━━━━━ Выдержка из списка

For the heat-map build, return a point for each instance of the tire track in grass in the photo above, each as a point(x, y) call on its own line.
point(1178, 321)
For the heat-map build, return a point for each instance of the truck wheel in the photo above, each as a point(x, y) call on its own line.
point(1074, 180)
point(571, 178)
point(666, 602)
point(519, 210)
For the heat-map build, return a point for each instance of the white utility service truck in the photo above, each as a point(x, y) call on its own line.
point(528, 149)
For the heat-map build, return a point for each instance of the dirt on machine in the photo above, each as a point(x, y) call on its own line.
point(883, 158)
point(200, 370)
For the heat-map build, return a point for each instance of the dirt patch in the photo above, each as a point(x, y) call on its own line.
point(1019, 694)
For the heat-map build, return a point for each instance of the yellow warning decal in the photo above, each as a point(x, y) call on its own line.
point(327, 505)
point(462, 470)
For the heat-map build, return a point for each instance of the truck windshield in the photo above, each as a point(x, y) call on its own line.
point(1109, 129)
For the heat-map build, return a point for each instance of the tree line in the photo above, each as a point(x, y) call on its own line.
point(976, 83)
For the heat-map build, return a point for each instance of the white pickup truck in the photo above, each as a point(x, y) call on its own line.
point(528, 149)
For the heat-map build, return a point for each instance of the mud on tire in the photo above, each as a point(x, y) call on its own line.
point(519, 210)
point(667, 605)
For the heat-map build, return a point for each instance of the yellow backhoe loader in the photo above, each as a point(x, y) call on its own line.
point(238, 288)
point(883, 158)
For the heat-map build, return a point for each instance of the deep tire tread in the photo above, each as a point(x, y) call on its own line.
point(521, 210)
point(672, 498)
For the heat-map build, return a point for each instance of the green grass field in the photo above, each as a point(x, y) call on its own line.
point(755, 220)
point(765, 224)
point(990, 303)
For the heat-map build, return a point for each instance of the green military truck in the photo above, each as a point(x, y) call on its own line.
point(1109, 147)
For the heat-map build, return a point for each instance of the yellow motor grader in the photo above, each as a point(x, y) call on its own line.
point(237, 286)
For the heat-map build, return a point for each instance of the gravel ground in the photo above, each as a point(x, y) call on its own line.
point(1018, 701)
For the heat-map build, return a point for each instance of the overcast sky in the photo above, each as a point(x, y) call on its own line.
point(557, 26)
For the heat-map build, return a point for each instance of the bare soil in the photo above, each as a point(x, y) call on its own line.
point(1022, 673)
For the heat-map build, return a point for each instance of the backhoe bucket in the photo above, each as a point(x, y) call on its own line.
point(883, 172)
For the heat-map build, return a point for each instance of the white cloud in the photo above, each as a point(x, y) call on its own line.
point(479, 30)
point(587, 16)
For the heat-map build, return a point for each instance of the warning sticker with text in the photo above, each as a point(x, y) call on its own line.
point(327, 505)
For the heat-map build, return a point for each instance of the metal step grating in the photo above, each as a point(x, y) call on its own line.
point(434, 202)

━━━━━━━━━━

Перепишете ли вы весь список выше целиком, строка за строкой и без единого изменения?

For the heat-map build, return a point for each instance of the tire track in grass in the photo above, each as a point(x, y) call on its own line.
point(1178, 321)
For the heat-map build, return a point for each instance of the truck wheel in the photo above, each as a point(x, y) call on its own line.
point(1074, 180)
point(571, 178)
point(666, 602)
point(519, 210)
For the heat-map build, return a point for each instance of the white utility service truck in the photo above, each as a point(x, y) call on its own line.
point(528, 149)
For the heat-map build, return a point for each instance of the dirt on machine in the photo above, each as a point(x, y) call on its own line.
point(883, 158)
point(200, 370)
For the heat-map build, return a point for each instance of the dirt patch in the photo above, each as a point(x, y) call on its own line.
point(1019, 694)
For the heat-map build, return a point for each instance of the yellow warning decal in the photo above, each as a point(x, y) call on its own line.
point(327, 505)
point(462, 470)
For the heat-map build, return a point for each instance of the truck windshield in the photo above, each as a point(x, y) call on its own line.
point(1109, 129)
For the heat-map build, return a point for each instance of the tree line in the photo above, each as a point(x, y) call on its own line.
point(976, 83)
For the heat-map build, return a point for each instance of the white pickup truck in the photo above, each as a point(x, y) call on its own line.
point(528, 149)
For the heat-map build, return a point for each instance of the mud on tire in the photo above, each as a point(x, y) call on its own line.
point(519, 210)
point(667, 605)
For the heat-map build, return a point for each instance of the yellow backhoe loader in the photo above, each as a point(x, y) call on its own line.
point(238, 288)
point(883, 158)
For the heat-map build, return a point for each instance of the deep tire tread in the photo above, each as a point(x, y) call on its own line.
point(521, 210)
point(672, 498)
For the heat-map build, return a point for each instance of the green grass field in the photo above, each as a point(x, y) call on its own line.
point(755, 220)
point(765, 224)
point(990, 303)
For the heat-map build, return a point for each instance of the green military truck in the photo above, each as a point(x, y) call on its own line.
point(1109, 147)
For the heat-map build, return a point for each instance of the yellow motor grader in the photo above, each as a point(x, y) call on its own line.
point(237, 286)
For the heat-map build, return a point for each instance of the gravel ground in the photo above, each as a point(x, y) call on its own line.
point(1018, 701)
For the heat-map build, return a point for each instance of the overcast sky in the photo above, each as a point(x, y) call on its own line.
point(557, 26)
For the heat-map build, return a point for each instance of the bare soil in the photo above, each as a point(x, y) call on its own line.
point(1022, 673)
For the heat-map build, return a point for each instance of the backhoe bucket in the photo above, each as a point(x, y) call on its own line.
point(883, 172)
For the heat-map build, return a point for each instance of the white cloud in the photo above, each as a point(x, y) call on its own line.
point(479, 30)
point(587, 16)
For the heat-map build, return a point for each instance of the warning sticker with text in the photo above, each as a point(x, y) call on its own line.
point(327, 505)
For the heat-map build, return a point for each instance of the metal step grating in the photo above, each as a point(x, y) call on its own line.
point(434, 202)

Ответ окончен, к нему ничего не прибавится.